PROVIDED TEXT -
Start
Being able to meet the challenges of changing demand and use would be a more problematic issue if the consultation software was installed on your own servers. Software hosted internally by Councils often requires responses and solutions to problems that cannot be determined and delivered directly by our own support and maintenance team. That’s because we would not have the level of access needed to examine the problem or to test solutions for it. With the software residing on our servers we have full access priviliges but it also means we have nowhere to hide if something goes wrong. Therefore if we’re not managing and meeting your expectations when it comes to our service and our software, particularly when there is a problem, then we’re basically just not doing our job properly.
At JDi Solutions we’re not afraid of feedback even if it is critical. Over the past 10 years many of our customers have made suggestions for improvements to our consultation software which we have implemented at no extra charge as part of their support and maintenance agreement. We take a pragmatic view on such issues: if a new feature or function in the software is useful or is important to meeting their needs then more likely than not it’ll be useful and important in meeting the needs of all our customers.
Don’t just take our word for it. We always emphasise that you should speak to our existing customers about us and our software before making your decision. Are we meeting their expectations? We can also provide you with access to our demo system so you can compare what we and our customers have said about the software before you make your decision.
Neither we nor our software can stand still. Your demands of the software will change over time. If there is one constant in LPAs and in Councils it is that change will happen and somewhere down the line it will have an impact on your consultation programme and your use of the software. That’s why we provide a continuous release licence with our consultation software. This means that any updates and new features that we add to the software will be available to you at no additional charge to your licence fee or your support and maintenance fee over the entire duration of the contract. So there are no hidden charges or hidden costs. The price you pay is the price we quote.
Unless we are transparent about our consultation software, our licensing terms and our prices we cannot hope to meet and manage your expectations.
Rule 2: Be realistic
Do you have the manpower and resources in place to use our software? Do you expect the software to be a kind of ‘magic bullet’ that solves many internal problems? Do you think that if you spend more you will get more from your software and supplier?
The issue of being realistic about software is closely related to managing user expectations. Using our consultation software requires a commitment on the part of the LPA or Council beyond its initial financial investment. There will be a certain amount of change and disruption to day-today routines as officers adjust to using our software, particularly as it has been designed to create efficiencies and time savings in those processes and work-flows that are traditionally labour intensive or slow to resolve without a dedicated and integrated software solution.
End
SOURCE EXCERPT -
Start
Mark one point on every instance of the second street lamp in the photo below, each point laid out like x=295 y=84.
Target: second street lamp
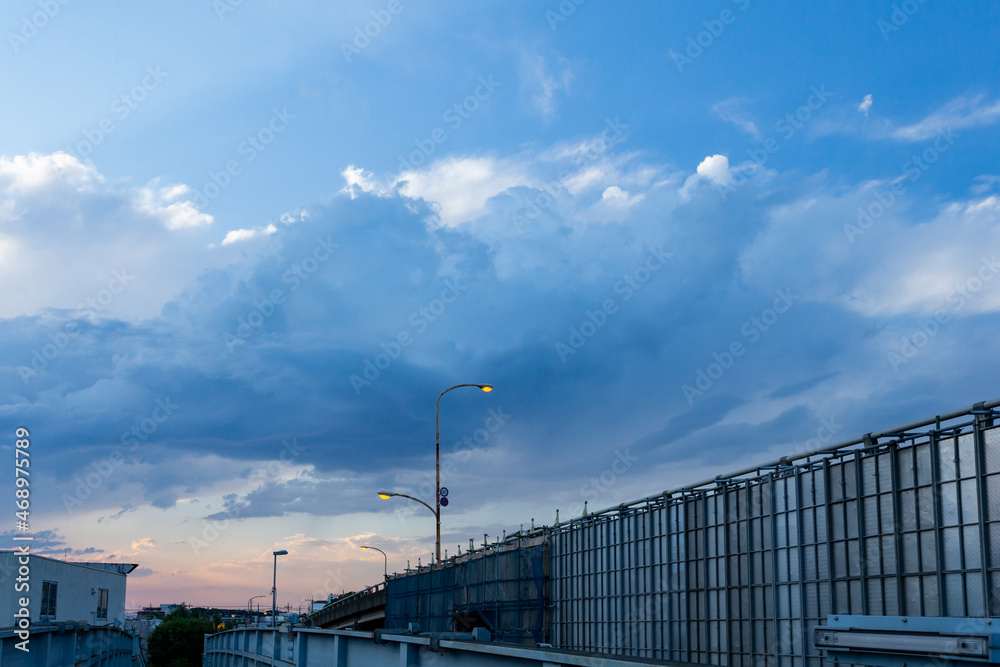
x=437 y=462
x=274 y=589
End
STATED PROBLEM 1 -
Using the text about consultation software, answer each question below on its own line.
(a) Over how many years have customers suggested improvements to the software?
(b) What kind of licence is provided with the consultation software?
(c) What is the heading of Rule 2?
STATED PROBLEM 2 -
Reproduce, word for word, everything in the text about consultation software from "Neither we nor" down to "price we quote.".

WRITTEN ANSWER 1 -
(a) Over the past 10 years.
(b) A continuous release licence.
(c) Be realistic.

WRITTEN ANSWER 2 -
Neither we nor our software can stand still. Your demands of the software will change over time. If there is one constant in LPAs and in Councils it is that change will happen and somewhere down the line it will have an impact on your consultation programme and your use of the software. That’s why we provide a continuous release licence with our consultation software. This means that any updates and new features that we add to the software will be available to you at no additional charge to your licence fee or your support and maintenance fee over the entire duration of the contract. So there are no hidden charges or hidden costs. The price you pay is the price we quote.